Exercise brief —
Please output the entries below from the line that contains "Please indicate the shrub" through the final line, reproduced exactly and alone.

Exercise inputs —
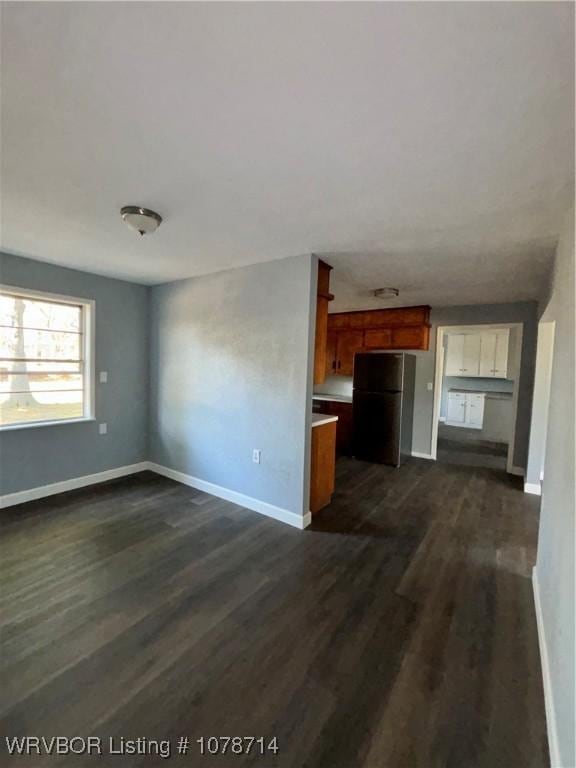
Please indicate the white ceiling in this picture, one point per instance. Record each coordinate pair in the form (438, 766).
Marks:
(425, 146)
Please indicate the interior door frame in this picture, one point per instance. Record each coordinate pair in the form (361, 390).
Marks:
(441, 331)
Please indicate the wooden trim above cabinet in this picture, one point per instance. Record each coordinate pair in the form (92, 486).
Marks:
(380, 318)
(399, 328)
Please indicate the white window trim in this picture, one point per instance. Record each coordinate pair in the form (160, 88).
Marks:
(89, 353)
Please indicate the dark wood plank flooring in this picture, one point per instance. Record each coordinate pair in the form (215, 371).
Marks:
(464, 446)
(397, 632)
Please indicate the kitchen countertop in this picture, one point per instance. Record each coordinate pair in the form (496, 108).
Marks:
(332, 398)
(321, 418)
(495, 395)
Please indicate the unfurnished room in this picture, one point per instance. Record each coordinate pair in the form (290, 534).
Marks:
(287, 384)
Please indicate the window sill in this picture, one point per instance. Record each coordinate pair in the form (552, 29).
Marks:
(34, 424)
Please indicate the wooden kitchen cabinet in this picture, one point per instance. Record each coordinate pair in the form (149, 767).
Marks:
(378, 339)
(352, 332)
(322, 465)
(323, 297)
(331, 353)
(347, 344)
(410, 337)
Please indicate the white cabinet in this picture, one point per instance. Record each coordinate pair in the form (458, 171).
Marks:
(494, 354)
(463, 354)
(482, 354)
(456, 413)
(454, 354)
(465, 410)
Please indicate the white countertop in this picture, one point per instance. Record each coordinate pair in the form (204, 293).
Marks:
(322, 418)
(332, 398)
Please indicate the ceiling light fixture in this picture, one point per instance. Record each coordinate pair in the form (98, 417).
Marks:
(385, 293)
(141, 220)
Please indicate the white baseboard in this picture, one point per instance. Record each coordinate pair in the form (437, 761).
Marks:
(519, 471)
(11, 499)
(534, 488)
(555, 760)
(284, 515)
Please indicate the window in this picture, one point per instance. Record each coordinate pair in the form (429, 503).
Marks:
(46, 365)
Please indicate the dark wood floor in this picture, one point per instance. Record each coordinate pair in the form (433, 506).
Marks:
(464, 446)
(398, 632)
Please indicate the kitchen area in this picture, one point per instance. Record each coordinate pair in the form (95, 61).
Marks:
(477, 401)
(363, 386)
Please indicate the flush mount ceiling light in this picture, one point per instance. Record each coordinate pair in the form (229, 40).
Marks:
(385, 293)
(141, 220)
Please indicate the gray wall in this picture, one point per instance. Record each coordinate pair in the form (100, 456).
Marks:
(520, 312)
(230, 373)
(555, 565)
(38, 456)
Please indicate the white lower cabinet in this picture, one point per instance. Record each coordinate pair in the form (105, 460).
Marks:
(456, 408)
(465, 410)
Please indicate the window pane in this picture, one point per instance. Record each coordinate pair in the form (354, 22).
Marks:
(51, 345)
(41, 366)
(19, 383)
(10, 366)
(40, 406)
(31, 313)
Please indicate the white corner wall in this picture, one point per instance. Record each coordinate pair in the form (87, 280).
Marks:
(555, 568)
(230, 368)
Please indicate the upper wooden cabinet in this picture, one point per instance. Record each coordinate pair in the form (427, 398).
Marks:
(351, 332)
(323, 296)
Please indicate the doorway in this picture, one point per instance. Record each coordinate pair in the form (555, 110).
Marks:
(476, 395)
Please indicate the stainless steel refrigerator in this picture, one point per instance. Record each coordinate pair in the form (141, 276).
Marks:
(383, 406)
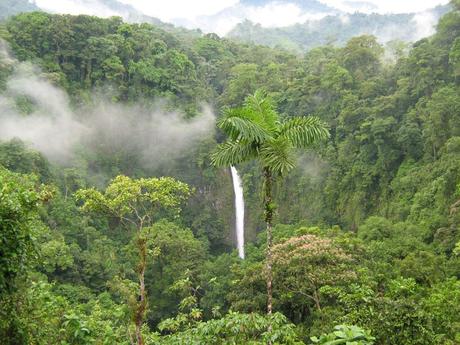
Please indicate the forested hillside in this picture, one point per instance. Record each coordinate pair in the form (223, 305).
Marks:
(338, 29)
(116, 219)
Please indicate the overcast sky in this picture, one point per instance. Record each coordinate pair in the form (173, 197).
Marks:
(167, 10)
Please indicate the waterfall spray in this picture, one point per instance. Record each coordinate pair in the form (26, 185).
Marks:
(239, 211)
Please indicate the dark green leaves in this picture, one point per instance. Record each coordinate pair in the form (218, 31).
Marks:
(303, 131)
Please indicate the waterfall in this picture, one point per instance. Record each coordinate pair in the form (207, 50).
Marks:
(239, 211)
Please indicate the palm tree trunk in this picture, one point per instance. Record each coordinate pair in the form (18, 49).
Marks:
(142, 300)
(268, 204)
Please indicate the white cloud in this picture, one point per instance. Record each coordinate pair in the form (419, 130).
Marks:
(220, 16)
(91, 7)
(384, 6)
(168, 10)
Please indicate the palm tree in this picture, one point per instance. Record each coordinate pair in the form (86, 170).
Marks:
(255, 131)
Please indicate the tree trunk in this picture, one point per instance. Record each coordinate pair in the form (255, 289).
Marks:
(268, 204)
(142, 301)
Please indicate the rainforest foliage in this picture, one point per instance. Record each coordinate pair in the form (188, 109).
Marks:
(365, 238)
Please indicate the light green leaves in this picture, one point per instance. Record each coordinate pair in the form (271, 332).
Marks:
(135, 201)
(255, 131)
(303, 131)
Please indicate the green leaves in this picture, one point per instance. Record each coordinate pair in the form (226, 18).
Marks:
(233, 152)
(237, 127)
(304, 131)
(135, 202)
(277, 155)
(255, 131)
(348, 335)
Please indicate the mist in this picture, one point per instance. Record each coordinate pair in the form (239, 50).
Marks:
(54, 128)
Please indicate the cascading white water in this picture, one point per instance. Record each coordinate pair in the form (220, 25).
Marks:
(239, 211)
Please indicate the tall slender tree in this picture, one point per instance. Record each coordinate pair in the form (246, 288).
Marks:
(255, 131)
(137, 203)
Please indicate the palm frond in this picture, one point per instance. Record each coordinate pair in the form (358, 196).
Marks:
(277, 156)
(263, 109)
(238, 126)
(304, 131)
(233, 152)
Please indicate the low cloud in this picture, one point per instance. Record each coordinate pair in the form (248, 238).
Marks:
(57, 130)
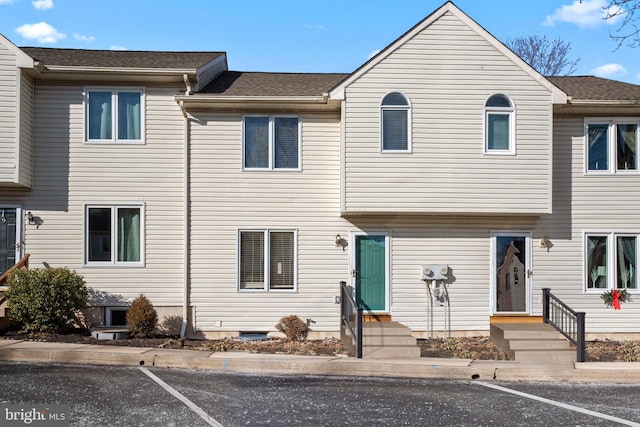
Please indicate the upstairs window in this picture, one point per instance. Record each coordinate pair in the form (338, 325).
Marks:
(114, 115)
(499, 125)
(612, 146)
(271, 142)
(395, 123)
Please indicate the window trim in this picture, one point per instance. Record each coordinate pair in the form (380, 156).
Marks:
(511, 112)
(408, 108)
(108, 321)
(267, 259)
(114, 114)
(113, 262)
(612, 253)
(271, 153)
(612, 155)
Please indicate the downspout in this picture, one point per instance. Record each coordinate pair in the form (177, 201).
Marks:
(185, 214)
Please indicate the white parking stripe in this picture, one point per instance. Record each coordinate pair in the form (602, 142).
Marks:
(560, 404)
(210, 420)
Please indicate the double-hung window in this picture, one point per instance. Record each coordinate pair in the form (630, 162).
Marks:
(611, 261)
(499, 117)
(395, 112)
(267, 260)
(271, 142)
(114, 115)
(611, 145)
(114, 234)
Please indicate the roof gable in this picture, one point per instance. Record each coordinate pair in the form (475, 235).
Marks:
(54, 57)
(24, 60)
(237, 83)
(339, 91)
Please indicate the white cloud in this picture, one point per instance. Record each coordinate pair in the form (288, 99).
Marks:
(609, 70)
(42, 32)
(82, 38)
(585, 14)
(43, 4)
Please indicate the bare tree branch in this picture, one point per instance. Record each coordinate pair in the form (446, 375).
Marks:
(548, 57)
(628, 31)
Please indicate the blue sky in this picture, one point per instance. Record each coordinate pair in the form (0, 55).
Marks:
(304, 35)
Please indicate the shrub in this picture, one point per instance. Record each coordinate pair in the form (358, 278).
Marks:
(293, 327)
(45, 300)
(142, 318)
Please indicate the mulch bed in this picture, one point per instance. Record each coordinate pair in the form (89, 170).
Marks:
(476, 348)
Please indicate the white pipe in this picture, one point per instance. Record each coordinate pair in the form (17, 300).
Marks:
(185, 215)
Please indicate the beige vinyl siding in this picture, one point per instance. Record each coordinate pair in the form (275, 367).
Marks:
(601, 203)
(26, 131)
(447, 72)
(224, 199)
(8, 116)
(71, 173)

Task answer —
Please indicate the shrub in this picture, one point per instance. Record each coordinate pair in the form (358, 278).
Marks:
(293, 327)
(45, 300)
(142, 318)
Please indicate the mulch bed in this picture, one point per instance. Record each coordinate pair in the form (89, 170).
Marks:
(476, 348)
Please indicate the white pipe in this picture, one point per instance. Record each coordinate pair in the form (17, 300).
Marks:
(185, 215)
Please indicate the beige vinyl siding in this picture, one point per instance. Record each coordinate pair in the form (275, 367).
Marks:
(601, 203)
(26, 131)
(447, 72)
(224, 199)
(8, 116)
(71, 173)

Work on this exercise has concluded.